** Brief **
Lines from the start of the data through the line containing "box: [558, 391, 1236, 762]" must be given again exactly. Leave the others out.

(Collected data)

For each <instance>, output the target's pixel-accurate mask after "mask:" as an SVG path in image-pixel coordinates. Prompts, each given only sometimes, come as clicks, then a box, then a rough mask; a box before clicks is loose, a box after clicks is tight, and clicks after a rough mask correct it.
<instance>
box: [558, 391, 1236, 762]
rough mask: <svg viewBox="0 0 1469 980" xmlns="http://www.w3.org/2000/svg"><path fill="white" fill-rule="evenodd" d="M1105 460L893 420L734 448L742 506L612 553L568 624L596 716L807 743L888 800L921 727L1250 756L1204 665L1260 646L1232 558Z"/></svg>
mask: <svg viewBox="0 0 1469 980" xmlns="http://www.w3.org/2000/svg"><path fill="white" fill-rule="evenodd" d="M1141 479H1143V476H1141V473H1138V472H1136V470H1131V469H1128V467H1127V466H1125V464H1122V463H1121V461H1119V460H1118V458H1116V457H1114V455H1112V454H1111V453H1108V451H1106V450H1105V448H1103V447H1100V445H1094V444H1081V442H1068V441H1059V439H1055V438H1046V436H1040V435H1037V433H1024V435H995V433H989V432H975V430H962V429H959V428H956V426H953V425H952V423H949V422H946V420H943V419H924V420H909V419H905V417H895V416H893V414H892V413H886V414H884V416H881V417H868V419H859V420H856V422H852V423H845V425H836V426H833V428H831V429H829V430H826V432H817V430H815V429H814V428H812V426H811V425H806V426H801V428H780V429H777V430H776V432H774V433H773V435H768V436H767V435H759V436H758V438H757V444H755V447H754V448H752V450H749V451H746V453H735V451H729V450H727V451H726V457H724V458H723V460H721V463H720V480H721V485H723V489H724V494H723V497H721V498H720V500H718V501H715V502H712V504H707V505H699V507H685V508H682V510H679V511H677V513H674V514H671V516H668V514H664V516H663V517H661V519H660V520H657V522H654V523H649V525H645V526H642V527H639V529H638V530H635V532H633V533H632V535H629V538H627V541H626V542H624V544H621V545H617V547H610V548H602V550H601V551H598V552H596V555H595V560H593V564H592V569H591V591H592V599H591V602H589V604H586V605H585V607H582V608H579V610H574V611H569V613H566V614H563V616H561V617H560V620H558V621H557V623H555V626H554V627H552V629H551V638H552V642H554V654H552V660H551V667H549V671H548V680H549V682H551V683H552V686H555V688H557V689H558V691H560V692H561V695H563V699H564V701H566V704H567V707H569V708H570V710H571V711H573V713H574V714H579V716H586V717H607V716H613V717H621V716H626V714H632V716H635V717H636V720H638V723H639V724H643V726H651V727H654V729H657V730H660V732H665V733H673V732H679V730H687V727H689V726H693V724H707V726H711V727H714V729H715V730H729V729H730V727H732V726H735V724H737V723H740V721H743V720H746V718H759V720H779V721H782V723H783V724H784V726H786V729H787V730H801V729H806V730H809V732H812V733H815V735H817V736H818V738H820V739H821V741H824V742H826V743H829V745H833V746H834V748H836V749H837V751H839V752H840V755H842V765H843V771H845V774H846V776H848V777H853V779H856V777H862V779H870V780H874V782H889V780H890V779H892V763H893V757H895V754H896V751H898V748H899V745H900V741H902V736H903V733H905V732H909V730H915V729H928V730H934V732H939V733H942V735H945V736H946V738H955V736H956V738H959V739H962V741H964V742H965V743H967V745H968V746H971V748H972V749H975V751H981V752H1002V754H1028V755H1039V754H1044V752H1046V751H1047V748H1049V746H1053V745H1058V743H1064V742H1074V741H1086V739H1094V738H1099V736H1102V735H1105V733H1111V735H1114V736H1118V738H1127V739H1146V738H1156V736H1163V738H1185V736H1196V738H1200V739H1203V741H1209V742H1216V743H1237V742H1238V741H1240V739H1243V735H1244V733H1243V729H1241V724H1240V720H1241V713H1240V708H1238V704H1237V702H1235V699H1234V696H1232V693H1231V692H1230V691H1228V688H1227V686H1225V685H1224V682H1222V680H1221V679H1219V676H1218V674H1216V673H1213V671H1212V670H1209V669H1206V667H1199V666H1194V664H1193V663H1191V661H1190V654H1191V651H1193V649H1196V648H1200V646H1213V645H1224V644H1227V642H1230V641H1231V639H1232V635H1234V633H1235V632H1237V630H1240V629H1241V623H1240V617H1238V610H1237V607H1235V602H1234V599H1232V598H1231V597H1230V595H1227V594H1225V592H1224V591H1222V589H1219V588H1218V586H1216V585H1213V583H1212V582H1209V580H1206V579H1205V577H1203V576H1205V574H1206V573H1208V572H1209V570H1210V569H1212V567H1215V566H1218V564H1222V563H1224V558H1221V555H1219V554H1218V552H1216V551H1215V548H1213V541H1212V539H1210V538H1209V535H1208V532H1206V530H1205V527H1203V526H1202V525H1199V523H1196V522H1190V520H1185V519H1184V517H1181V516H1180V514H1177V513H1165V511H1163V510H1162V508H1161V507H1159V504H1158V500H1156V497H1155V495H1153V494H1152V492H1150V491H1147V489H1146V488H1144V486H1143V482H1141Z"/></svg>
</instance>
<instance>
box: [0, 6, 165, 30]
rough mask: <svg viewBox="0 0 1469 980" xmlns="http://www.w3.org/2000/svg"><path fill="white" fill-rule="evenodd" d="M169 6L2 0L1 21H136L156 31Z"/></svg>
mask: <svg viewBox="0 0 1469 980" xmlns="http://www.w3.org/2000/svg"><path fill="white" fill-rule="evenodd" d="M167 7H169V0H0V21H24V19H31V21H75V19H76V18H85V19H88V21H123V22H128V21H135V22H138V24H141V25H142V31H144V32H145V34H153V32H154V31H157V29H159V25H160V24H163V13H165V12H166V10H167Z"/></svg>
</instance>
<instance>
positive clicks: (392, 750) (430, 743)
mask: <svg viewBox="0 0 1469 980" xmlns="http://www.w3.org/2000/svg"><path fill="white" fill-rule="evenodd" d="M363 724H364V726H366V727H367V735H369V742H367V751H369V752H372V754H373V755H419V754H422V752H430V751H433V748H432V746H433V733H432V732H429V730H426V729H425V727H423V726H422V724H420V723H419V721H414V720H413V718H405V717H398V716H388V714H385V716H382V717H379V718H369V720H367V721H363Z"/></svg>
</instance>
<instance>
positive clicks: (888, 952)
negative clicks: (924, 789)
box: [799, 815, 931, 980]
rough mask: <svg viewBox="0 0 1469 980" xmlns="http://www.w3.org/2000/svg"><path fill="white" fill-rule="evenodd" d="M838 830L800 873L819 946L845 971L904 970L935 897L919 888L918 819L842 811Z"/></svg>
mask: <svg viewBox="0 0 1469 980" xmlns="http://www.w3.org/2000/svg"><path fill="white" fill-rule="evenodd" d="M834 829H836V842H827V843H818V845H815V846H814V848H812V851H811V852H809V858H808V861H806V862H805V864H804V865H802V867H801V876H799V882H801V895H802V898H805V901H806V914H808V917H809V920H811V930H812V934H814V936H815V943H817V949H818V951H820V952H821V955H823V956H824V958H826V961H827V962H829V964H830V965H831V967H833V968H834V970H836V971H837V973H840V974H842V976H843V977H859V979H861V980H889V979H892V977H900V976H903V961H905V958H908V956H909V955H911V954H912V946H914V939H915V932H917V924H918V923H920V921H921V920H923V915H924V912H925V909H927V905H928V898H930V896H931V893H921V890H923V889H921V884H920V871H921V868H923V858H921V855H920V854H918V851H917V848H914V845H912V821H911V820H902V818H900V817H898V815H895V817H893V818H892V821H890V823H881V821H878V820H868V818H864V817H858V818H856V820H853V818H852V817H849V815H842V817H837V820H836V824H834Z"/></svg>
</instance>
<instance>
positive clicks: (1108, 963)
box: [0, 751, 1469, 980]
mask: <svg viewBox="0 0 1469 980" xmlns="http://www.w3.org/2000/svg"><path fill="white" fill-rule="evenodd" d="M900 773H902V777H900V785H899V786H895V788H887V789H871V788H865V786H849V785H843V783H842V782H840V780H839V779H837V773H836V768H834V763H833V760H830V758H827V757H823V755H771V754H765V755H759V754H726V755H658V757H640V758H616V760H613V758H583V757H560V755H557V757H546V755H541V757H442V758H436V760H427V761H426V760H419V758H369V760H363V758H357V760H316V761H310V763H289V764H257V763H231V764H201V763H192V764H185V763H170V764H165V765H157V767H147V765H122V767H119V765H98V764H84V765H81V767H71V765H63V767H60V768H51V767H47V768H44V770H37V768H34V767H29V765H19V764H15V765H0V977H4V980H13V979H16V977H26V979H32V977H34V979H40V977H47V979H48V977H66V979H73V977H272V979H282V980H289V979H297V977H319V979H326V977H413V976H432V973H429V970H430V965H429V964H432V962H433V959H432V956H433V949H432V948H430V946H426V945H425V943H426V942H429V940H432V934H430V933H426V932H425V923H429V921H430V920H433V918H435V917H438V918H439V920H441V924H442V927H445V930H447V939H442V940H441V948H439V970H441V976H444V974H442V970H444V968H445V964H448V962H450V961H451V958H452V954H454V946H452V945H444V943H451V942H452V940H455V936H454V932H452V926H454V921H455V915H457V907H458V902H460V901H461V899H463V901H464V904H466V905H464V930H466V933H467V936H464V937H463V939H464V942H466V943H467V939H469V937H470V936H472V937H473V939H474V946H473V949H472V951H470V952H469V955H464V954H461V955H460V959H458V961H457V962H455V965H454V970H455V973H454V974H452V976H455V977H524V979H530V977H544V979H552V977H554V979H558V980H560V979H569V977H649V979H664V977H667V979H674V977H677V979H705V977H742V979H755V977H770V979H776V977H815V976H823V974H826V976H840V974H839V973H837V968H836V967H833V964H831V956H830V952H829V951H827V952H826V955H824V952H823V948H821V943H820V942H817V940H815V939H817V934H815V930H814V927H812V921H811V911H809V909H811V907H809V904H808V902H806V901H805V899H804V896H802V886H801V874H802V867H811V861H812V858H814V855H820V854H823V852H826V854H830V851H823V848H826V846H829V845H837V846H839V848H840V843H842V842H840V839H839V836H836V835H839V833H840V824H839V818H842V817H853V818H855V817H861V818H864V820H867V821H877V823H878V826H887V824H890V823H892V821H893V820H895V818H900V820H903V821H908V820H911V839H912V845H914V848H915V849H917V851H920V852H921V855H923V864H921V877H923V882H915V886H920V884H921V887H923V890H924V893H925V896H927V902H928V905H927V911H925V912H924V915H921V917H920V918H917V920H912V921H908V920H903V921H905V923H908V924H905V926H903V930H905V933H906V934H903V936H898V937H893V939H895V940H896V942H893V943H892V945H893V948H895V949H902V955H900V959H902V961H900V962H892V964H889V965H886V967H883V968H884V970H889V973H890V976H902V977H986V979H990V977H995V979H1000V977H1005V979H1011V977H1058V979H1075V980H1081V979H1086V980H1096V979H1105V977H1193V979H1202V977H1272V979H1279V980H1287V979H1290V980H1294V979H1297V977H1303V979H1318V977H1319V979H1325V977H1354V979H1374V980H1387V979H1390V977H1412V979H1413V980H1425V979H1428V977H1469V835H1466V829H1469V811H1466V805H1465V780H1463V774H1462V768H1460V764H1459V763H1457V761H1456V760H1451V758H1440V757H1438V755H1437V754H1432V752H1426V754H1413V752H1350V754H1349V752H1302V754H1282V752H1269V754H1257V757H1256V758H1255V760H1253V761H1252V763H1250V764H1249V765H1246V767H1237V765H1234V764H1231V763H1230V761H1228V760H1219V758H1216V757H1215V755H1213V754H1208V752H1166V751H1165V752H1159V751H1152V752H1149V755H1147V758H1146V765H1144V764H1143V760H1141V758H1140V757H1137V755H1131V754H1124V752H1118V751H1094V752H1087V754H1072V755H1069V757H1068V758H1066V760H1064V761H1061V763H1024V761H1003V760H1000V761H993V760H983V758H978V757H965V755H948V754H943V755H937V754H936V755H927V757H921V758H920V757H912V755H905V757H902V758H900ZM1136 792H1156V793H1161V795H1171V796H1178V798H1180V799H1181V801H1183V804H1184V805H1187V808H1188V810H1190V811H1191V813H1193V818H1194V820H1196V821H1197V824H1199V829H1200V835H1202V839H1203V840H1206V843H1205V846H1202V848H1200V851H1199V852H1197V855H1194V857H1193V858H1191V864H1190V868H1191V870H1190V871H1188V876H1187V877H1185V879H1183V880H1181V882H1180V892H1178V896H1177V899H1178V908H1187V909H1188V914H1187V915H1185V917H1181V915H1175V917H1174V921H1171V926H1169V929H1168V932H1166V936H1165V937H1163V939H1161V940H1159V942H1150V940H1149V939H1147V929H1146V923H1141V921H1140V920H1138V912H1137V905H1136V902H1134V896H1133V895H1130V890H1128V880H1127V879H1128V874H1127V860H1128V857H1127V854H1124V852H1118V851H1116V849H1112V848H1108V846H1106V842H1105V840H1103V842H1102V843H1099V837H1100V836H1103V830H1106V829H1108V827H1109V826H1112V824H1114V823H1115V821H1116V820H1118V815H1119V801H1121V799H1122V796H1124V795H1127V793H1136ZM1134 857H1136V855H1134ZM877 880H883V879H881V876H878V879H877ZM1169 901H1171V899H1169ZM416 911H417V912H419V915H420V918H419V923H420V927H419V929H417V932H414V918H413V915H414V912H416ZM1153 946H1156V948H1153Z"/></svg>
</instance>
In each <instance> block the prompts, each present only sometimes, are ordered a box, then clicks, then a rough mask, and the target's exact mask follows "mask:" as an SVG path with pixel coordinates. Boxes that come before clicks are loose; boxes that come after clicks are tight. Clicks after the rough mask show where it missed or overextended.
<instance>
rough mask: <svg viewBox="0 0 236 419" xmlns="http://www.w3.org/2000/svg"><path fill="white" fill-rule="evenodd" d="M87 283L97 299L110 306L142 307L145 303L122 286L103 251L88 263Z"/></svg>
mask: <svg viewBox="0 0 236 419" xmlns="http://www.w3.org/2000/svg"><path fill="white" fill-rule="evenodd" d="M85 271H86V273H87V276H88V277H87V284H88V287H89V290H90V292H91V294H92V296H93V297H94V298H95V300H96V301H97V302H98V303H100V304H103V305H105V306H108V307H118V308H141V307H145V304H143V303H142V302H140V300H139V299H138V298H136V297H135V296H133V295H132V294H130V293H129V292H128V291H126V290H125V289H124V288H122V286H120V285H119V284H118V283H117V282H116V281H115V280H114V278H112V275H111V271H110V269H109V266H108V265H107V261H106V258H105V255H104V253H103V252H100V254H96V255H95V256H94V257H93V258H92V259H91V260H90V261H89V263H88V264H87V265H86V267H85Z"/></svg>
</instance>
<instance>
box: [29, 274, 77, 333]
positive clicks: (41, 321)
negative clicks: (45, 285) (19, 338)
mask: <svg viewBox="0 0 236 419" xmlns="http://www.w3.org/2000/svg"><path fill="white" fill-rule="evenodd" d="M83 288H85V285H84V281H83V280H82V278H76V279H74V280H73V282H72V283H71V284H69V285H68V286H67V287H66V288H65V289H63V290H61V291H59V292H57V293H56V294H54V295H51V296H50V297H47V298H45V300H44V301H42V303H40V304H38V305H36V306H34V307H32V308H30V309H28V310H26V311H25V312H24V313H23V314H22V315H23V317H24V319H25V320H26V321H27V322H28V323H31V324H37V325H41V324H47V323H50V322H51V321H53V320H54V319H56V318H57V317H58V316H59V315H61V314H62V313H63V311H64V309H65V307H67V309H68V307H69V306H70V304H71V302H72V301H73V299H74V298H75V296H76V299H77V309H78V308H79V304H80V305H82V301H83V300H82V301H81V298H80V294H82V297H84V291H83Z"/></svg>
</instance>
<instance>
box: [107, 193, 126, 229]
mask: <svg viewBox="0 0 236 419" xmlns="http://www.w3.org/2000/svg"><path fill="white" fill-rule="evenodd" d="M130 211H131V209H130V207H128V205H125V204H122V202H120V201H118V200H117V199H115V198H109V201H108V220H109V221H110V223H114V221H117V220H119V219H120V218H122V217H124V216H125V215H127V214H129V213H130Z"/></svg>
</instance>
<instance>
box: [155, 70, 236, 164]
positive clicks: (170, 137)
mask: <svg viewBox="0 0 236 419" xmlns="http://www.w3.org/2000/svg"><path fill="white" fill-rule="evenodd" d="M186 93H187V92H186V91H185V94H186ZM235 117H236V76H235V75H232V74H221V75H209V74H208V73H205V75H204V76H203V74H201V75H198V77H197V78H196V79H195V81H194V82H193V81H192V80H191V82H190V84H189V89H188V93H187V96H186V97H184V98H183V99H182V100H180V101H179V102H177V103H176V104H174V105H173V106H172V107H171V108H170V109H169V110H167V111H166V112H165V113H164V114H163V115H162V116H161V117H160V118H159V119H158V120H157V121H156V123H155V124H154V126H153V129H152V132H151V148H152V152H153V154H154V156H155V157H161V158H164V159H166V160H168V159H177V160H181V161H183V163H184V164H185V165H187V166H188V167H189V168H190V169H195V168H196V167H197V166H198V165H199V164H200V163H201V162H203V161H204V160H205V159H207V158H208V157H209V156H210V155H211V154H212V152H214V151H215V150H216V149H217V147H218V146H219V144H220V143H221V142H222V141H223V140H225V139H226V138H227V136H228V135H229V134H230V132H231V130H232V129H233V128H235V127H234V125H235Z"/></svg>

** Expected answer **
For each <instance>, output the target's pixel-accurate mask after "mask:" as an SVG path in image-pixel coordinates. Prompts, each given only sometimes, come as clicks, then a box, then a rough mask; a box before clicks is loose, a box after clicks is tight, and clicks after a rough mask correct it.
<instance>
box: [558, 391, 1236, 762]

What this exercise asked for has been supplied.